(Collection entries)

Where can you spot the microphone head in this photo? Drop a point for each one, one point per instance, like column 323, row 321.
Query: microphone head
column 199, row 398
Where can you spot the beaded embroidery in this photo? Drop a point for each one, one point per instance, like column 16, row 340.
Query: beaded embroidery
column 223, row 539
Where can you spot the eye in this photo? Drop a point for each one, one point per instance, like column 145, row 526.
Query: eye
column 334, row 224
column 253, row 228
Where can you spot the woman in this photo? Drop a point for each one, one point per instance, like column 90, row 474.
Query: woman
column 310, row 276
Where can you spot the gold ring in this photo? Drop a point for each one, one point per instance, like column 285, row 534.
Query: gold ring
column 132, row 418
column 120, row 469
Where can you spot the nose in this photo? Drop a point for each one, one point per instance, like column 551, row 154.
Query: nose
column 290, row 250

▶ [Directions] From the entries above, extract each line containing "instance".

▶ [Exercise response]
Where can you spot the microphone head in this photo? Drop a point for each one, one point per instance, like column 323, row 321.
Where can you spot the beaded embroidery in this photo? Drop a point for each one, one point per instance, like column 16, row 340.
Where can you spot the eye in this photo? Drop a point for each one, one point per instance, like column 145, row 526.
Where can you spot the woman in this photo? Drop a point for each one, one point per instance, like column 90, row 474.
Where can you spot the gold ring in this photo? Drop a point for each one, one point per instance, like column 285, row 534.
Where can you spot the nose in this photo? Drop a point for each one, one point per instance, like column 551, row 154.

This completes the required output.